Artist: Clay Bennett
Special interest groups and lobbyists often get a bad rap. For instance, Barack Obama stopped taking donations from them when he began his run for the presidency. He says we need to prevent our law-making process from being “hijacked by lobbyists and special interests.” He blamed them and “an ethic of irresponsibility” in Washington for the financial crisis. They are, according to Obama and other leaders, a mischievous group that needs to be reigned in. Who are these people? What do they do? Are they really that bad?
Who are they?
A special interest group is an organized group of people that seeks to influence the political process. Their “special interest” is whatever value, goal, or cause they support. For example, unions, corporations, and civil rights advocates are interest groups.
A lobbyist is a person from a special interest group that talks to legislators, government officials, and other people involved in the political decision-making process.
What do they do?
Special interest groups and their lobbyists represent people who support their cause through donations, membership, and their time. Corporations represent their shareholders and the people who support their products and services by purchasing them. Without the people’s support, these groups lose their influence and cease to exist.
Are they really that bad?

[Dataset entries]

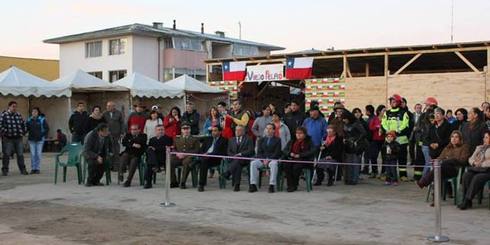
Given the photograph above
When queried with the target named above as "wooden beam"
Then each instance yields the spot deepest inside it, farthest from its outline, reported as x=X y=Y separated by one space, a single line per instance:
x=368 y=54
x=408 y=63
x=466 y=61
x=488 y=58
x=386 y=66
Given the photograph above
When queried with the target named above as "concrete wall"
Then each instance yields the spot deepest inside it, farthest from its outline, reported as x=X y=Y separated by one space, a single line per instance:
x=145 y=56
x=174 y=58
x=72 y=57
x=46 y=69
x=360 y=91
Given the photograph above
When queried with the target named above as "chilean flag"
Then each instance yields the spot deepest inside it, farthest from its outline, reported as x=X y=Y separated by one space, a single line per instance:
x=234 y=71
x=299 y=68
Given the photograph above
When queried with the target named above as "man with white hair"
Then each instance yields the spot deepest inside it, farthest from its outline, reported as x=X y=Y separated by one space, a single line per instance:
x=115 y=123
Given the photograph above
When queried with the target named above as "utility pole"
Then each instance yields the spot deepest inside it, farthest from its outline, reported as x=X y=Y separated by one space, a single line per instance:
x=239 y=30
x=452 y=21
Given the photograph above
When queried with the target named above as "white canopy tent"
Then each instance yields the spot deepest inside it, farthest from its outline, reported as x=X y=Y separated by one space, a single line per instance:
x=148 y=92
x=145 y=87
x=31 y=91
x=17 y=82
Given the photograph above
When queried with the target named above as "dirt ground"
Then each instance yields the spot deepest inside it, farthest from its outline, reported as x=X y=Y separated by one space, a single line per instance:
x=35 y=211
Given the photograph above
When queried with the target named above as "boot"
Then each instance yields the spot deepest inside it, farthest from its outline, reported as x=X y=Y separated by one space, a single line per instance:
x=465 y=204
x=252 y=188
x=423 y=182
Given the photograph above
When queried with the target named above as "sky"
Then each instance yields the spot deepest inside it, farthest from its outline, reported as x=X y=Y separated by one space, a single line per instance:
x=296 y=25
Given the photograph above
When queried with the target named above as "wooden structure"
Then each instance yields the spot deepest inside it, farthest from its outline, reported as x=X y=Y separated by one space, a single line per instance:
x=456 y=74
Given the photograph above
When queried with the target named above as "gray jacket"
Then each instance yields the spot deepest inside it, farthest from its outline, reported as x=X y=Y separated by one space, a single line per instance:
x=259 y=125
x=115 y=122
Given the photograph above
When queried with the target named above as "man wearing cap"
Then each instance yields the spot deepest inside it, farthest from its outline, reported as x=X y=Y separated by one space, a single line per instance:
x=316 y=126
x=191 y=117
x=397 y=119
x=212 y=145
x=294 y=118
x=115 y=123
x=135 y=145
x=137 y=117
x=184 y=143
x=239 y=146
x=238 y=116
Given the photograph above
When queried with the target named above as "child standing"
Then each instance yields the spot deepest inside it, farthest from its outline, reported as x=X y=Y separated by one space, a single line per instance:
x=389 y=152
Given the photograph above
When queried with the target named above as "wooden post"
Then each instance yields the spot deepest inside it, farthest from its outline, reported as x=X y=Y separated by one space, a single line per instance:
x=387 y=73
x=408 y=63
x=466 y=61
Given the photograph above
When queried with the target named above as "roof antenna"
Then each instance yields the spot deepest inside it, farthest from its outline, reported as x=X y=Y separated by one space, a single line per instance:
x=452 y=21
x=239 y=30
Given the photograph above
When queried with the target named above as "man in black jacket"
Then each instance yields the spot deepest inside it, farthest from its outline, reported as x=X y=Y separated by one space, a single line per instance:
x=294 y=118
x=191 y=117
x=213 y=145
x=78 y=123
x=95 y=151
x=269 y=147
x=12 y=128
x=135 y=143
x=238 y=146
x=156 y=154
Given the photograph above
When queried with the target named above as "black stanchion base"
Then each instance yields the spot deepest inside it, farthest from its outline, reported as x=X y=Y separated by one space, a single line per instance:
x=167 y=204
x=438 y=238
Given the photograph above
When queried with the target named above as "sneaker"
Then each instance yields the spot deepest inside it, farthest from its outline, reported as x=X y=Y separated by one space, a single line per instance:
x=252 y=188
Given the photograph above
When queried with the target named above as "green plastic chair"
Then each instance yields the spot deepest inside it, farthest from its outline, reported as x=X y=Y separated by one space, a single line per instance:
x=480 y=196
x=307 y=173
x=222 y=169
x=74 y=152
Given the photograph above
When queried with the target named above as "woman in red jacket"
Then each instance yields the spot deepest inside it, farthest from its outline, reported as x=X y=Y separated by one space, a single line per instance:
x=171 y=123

* * *

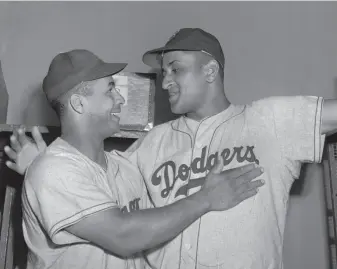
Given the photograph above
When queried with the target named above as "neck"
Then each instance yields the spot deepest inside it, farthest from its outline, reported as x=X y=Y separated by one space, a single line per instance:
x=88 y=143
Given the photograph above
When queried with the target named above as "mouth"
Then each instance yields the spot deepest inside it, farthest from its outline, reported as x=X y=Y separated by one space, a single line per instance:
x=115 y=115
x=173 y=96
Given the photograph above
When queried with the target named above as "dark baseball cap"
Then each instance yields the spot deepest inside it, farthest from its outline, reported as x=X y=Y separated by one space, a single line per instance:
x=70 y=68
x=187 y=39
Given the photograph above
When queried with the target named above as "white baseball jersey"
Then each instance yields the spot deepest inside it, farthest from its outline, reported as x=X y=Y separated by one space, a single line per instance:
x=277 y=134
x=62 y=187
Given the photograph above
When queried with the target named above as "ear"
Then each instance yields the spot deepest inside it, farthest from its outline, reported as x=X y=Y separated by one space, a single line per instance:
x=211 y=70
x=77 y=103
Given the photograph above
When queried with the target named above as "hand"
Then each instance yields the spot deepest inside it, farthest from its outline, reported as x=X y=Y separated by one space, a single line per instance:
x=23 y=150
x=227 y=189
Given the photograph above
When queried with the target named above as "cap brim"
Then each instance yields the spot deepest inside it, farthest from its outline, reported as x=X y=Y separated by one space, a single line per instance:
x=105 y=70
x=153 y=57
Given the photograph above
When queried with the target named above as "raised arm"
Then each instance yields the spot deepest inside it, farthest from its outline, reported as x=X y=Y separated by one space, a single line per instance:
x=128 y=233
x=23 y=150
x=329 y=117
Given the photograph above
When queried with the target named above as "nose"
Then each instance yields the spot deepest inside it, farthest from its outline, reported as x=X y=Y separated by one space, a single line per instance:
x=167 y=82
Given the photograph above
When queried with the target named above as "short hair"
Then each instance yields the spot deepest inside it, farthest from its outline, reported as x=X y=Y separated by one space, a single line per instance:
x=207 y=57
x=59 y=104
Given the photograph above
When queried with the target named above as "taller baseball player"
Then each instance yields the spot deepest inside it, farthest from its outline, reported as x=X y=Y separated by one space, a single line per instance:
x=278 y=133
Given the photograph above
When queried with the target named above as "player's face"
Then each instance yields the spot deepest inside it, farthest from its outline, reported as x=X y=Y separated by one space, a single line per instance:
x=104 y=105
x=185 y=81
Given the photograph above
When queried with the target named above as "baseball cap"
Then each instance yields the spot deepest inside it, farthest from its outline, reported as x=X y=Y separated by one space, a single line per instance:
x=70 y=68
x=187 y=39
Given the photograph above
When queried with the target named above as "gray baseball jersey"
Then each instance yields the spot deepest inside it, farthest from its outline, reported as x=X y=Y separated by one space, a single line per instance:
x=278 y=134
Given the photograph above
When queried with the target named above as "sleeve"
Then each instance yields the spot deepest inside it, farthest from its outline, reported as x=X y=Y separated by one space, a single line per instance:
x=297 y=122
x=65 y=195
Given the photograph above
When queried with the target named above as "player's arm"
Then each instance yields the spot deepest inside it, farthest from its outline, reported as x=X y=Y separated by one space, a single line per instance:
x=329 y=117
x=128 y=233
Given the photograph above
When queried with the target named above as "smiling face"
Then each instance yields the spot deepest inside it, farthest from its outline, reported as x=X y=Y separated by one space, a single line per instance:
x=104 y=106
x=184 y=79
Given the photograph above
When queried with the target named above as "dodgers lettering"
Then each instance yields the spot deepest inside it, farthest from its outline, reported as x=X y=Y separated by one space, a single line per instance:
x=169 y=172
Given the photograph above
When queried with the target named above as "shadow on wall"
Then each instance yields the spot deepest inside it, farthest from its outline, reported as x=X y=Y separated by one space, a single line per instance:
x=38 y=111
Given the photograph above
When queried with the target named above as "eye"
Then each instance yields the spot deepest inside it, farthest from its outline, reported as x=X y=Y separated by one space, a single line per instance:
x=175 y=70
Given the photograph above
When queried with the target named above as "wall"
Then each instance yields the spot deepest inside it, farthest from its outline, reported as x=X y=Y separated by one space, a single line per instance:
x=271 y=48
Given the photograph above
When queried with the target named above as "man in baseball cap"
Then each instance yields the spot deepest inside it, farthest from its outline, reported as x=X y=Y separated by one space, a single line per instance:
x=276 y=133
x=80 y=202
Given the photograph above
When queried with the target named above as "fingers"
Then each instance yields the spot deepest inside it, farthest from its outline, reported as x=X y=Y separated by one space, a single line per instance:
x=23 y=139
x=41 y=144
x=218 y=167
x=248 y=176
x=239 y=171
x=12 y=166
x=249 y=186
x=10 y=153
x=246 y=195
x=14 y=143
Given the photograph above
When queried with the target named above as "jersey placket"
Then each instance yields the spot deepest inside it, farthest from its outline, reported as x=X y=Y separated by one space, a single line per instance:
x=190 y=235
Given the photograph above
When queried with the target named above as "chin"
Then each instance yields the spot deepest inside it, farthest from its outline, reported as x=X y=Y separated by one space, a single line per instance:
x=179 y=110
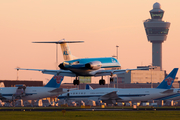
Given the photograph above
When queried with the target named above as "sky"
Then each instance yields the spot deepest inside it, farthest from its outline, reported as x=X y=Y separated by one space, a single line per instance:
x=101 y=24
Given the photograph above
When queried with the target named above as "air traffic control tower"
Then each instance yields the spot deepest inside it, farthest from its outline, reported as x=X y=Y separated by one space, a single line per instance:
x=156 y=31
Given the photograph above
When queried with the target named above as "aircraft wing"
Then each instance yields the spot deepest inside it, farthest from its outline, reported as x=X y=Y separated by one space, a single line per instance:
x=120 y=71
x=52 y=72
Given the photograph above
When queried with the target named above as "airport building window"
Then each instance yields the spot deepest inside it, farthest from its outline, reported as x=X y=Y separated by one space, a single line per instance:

Task requirements | Reproduce the piece on special interest groups and lobbyists from above in full, word for word.

Reply to the task |
Artist: Clay Bennett
Special interest groups and lobbyists often get a bad rap. For instance, Barack Obama stopped taking donations from them when he began his run for the presidency. He says we need to prevent our law-making process from being “hijacked by lobbyists and special interests.” He blamed them and “an ethic of irresponsibility” in Washington for the financial crisis. They are, according to Obama and other leaders, a mischievous group that needs to be reigned in. Who are these people? What do they do? Are they really that bad?
Who are they?
A special interest group is an organized group of people that seeks to influence the political process. Their “special interest” is whatever value, goal, or cause they support. For example, unions, corporations, and civil rights advocates are interest groups.
A lobbyist is a person from a special interest group that talks to legislators, government officials, and other people involved in the political decision-making process.
What do they do?
Special interest groups and their lobbyists represent people who support their cause through donations, membership, and their time. Corporations represent their shareholders and the people who support their products and services by purchasing them. Without the people’s support, these groups lose their influence and cease to exist.
Are they really that bad?